_Directions_
Write the next part of the article on choosing high school subjects for medicine, picking up right after its last sentence.

_Text segment_
______

Starting year 11 and year 12, aspiring medical students often wonder, “what is a good ATAR score for medicine?”
This is a very important consideration, but not the only point to consider. Many Australian universities have prerequisite ATAR subjects that are required for entry into undergraduate or postgraduate medical courses. Another question to deliberate is, what are the “best” subjects for medicine? In other words, what preparation can you undertake in high school to make you a more competent medical applicant, medical student, and a better doctor.
Finally, it’s critical to walk the tightrope between intellectual satisfaction and professional development. It would be a mistake to undertake needlessly difficult subjects if they do not contribute to your medical education. It is a similar misstep to choose to study irrelevant subjects exclusively to improve average grades.
Selecting the subjects needed to study medicine is all about finding the ‘goldilocks zone’ - in other words, finding the combination that is just right for your medical and professional aspirations.
In this article, we will break down the areas of focus that are part of the medical degree syllabus. We will also discuss the key topics that are relevant to medical education after graduation. After comparing these to the list of prerequisites, this article will aim to help you make a decision about the best year 12 subjects for medicine.

______

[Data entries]

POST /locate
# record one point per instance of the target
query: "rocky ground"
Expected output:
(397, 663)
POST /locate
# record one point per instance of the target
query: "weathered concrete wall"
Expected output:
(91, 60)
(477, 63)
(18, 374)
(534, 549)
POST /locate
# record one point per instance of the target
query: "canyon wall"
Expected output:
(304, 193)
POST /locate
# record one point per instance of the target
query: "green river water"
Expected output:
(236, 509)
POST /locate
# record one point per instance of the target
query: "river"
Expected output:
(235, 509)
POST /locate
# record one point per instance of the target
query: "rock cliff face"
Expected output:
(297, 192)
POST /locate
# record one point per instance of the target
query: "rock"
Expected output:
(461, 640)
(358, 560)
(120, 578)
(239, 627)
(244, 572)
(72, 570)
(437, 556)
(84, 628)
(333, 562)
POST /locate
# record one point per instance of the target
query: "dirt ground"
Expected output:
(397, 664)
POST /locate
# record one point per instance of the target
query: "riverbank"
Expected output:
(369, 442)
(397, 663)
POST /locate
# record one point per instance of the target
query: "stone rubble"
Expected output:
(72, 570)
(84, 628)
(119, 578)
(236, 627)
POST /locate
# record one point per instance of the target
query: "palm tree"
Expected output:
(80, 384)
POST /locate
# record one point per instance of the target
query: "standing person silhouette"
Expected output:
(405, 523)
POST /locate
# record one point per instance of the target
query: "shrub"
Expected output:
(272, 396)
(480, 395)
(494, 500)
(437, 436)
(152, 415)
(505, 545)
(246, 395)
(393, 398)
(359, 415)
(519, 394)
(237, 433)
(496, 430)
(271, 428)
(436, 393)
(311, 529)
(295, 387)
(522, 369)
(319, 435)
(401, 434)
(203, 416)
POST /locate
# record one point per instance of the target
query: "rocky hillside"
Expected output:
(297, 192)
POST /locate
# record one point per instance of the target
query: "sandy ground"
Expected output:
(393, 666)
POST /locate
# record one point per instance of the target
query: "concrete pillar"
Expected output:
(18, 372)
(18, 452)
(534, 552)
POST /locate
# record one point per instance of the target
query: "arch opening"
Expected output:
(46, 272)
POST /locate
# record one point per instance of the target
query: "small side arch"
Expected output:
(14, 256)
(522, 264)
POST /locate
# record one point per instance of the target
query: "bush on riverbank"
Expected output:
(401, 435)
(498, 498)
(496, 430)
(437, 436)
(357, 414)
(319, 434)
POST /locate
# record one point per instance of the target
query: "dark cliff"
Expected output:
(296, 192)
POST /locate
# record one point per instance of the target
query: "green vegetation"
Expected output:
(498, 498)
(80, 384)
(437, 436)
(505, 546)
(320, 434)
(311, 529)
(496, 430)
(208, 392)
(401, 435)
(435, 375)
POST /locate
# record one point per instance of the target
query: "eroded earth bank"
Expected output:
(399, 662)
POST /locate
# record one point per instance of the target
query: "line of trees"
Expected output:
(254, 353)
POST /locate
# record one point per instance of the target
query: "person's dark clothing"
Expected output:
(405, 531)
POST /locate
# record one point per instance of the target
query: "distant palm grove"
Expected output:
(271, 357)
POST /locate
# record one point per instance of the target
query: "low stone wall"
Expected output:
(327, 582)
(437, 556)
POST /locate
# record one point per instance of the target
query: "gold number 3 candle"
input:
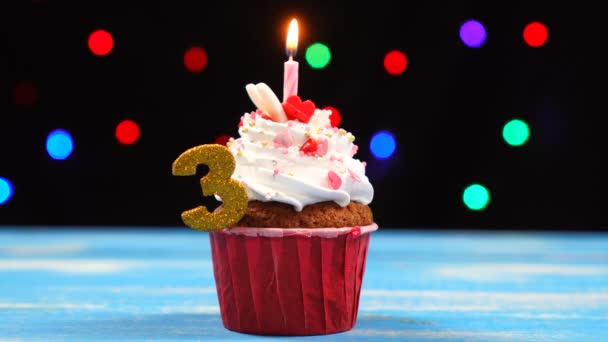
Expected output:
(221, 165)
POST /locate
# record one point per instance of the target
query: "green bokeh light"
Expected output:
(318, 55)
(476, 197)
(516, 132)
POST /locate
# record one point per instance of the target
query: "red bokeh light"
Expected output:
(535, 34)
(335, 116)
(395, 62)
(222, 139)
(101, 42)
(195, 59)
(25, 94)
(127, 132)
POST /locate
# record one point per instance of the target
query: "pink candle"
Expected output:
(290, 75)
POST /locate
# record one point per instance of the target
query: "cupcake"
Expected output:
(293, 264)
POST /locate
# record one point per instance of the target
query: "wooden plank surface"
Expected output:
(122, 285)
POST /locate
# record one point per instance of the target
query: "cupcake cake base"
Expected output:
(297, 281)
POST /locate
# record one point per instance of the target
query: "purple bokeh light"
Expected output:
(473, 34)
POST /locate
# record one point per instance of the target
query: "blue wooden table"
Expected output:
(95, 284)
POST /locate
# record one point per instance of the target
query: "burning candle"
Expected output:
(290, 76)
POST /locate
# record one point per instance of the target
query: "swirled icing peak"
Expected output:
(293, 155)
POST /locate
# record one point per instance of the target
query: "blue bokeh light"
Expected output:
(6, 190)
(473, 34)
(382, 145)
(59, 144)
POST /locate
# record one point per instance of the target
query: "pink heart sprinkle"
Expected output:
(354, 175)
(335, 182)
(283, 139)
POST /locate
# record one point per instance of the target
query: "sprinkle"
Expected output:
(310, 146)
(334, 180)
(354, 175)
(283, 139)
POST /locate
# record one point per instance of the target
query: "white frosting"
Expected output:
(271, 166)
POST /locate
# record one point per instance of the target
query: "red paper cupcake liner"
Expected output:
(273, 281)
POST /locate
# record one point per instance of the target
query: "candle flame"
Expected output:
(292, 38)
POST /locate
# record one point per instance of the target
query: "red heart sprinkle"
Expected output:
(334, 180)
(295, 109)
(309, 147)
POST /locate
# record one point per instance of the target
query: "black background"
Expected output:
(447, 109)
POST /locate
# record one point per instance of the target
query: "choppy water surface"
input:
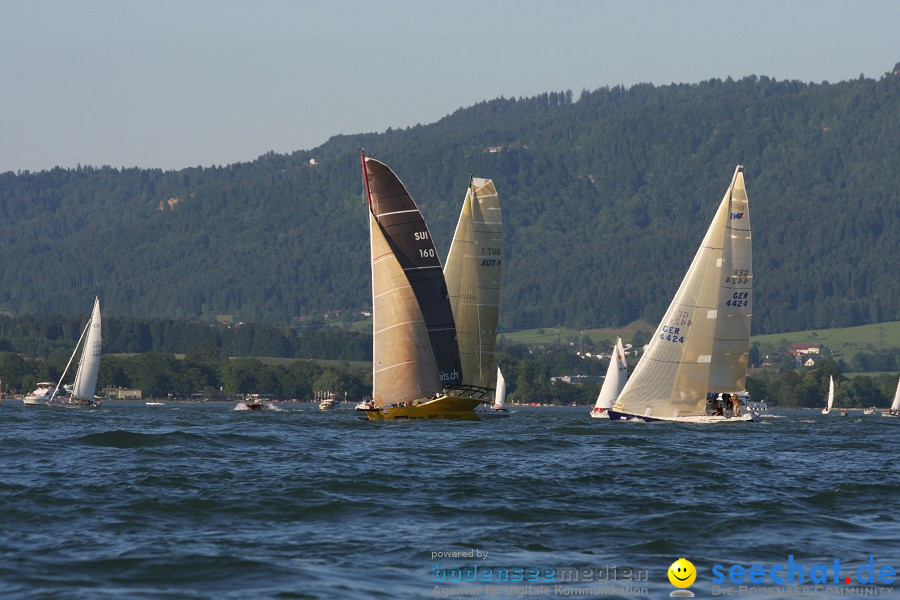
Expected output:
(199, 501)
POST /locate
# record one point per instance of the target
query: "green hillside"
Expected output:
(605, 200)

______

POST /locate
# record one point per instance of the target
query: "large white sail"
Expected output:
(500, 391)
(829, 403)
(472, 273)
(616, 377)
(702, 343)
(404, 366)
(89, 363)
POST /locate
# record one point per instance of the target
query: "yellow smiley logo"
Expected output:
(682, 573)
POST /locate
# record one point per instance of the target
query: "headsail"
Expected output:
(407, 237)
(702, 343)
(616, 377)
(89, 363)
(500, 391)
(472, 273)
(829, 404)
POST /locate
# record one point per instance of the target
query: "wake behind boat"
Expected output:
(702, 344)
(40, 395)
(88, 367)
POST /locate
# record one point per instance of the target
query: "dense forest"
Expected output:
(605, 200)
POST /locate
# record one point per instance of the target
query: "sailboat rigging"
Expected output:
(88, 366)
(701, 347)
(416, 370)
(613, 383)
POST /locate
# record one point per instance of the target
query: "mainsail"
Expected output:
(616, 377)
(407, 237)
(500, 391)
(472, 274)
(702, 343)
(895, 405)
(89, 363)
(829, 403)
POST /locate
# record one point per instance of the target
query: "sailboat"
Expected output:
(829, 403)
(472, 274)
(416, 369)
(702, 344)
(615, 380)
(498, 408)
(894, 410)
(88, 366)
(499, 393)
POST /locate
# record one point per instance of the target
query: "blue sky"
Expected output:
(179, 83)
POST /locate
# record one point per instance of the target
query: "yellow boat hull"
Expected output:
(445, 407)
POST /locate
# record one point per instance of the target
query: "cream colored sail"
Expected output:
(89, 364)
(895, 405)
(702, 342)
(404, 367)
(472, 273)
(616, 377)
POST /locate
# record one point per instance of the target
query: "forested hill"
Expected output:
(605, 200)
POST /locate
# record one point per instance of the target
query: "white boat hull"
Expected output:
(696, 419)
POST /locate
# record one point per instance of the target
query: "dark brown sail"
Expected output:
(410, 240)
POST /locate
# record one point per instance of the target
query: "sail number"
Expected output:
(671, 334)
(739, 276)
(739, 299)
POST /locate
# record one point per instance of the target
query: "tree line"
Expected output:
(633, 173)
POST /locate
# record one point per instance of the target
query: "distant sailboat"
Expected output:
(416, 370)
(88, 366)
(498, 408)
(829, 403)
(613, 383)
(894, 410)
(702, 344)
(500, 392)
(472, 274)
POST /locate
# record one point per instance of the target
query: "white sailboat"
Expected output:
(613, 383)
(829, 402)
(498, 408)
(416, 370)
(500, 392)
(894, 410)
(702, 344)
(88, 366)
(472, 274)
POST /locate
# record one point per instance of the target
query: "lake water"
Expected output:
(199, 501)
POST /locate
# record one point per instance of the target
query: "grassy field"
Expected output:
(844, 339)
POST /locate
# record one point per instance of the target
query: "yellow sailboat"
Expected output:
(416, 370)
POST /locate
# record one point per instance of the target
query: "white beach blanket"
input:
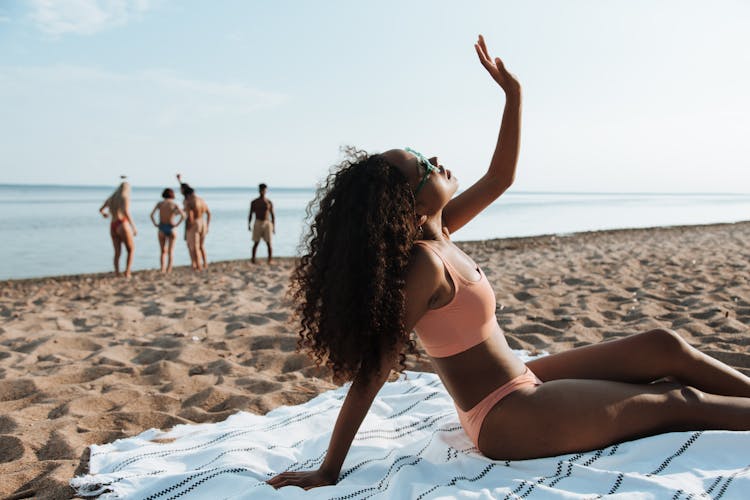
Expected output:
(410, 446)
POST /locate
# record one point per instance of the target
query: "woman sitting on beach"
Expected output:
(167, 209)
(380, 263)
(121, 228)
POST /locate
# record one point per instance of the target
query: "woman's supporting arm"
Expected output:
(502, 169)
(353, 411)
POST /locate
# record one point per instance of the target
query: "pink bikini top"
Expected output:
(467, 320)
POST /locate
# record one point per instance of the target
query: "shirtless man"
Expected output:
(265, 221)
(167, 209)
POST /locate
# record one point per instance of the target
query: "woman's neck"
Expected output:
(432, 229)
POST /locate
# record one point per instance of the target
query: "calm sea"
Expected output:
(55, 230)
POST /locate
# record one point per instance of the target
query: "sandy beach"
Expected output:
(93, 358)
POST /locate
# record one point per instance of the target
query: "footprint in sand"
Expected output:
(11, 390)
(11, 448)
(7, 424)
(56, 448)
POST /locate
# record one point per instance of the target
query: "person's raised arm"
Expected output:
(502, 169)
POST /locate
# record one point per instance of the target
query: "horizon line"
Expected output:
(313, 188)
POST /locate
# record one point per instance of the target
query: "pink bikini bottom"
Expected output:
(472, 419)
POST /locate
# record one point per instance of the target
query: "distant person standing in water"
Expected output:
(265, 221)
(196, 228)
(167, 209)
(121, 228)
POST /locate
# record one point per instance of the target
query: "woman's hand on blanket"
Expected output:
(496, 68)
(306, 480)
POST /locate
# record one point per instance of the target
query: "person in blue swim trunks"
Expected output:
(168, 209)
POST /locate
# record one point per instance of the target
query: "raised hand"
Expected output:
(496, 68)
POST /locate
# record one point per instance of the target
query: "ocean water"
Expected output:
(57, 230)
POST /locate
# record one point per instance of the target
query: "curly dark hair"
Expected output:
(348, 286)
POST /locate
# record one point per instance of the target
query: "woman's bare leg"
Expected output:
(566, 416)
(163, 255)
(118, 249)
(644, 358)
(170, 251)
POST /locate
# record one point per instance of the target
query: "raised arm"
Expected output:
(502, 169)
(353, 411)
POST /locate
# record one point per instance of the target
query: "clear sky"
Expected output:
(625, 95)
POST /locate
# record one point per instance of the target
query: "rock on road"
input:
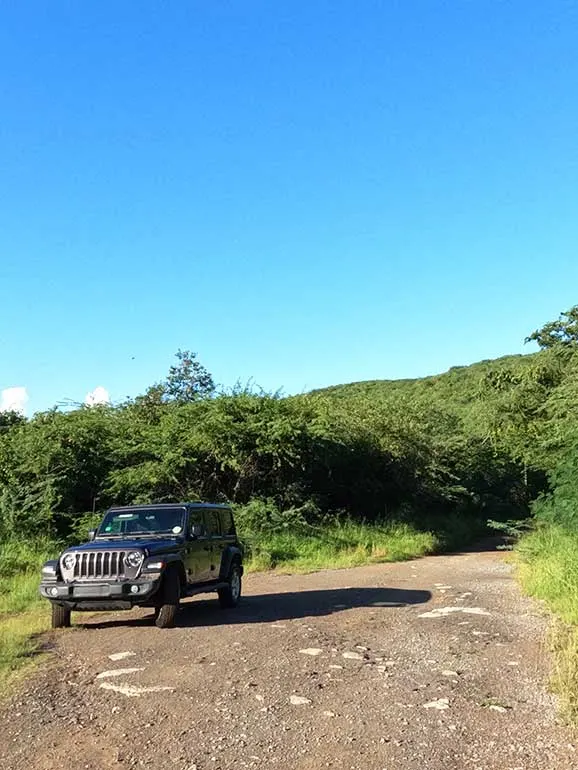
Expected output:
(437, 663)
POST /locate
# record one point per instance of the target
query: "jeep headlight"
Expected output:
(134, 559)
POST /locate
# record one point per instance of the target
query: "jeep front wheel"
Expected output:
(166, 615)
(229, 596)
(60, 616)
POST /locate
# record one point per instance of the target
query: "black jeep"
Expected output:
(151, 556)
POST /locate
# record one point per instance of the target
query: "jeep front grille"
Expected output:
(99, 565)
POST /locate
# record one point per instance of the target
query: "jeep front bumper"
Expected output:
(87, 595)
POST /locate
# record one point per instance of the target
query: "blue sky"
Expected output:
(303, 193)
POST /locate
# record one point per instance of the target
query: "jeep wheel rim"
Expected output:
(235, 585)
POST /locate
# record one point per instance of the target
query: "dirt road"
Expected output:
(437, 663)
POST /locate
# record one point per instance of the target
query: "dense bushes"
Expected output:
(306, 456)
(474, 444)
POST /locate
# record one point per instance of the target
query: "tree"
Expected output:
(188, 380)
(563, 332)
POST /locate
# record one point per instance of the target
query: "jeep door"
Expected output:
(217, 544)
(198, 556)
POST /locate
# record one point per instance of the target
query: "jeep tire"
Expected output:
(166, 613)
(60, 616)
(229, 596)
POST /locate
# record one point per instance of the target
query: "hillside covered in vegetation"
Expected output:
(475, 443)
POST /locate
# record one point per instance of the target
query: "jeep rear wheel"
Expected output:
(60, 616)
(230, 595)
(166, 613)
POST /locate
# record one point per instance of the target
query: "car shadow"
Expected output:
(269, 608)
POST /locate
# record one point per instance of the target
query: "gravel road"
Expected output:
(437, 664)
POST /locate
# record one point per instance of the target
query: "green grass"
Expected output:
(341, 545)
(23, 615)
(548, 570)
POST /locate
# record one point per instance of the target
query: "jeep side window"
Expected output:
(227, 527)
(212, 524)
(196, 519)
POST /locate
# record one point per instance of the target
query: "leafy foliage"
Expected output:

______

_Task result_
Doctor Of Medicine Subjects
The doctor of medicine course is not a traditional university degree, and is certainly very different to high school study. Consider this comparison between first year subjects in a science degree, and first year subjects for medicine.
Science/Arts Degree Subjects:
In a science degree, students select or are allocated to a breadth of self-contained subjects. What this means is that studying is very similar to high school because each subject has its own learning objectives, and unique assessments. In high school, the biology exam never asks questions that cover topics in the chemistry exam. This is also the case in a science or arts course.
The reason for this is that unlike courses offered in the medical field, degrees such as Science and Arts are not ‘trade-based’. In other words, they teach theoretical knowledge not designed for real-world application. If a comparison is to be made between a medical degree and the majority of other degrees, it’s that medicine is more like an apprenticeship focused on practical knowledge, and is therefore less segmented.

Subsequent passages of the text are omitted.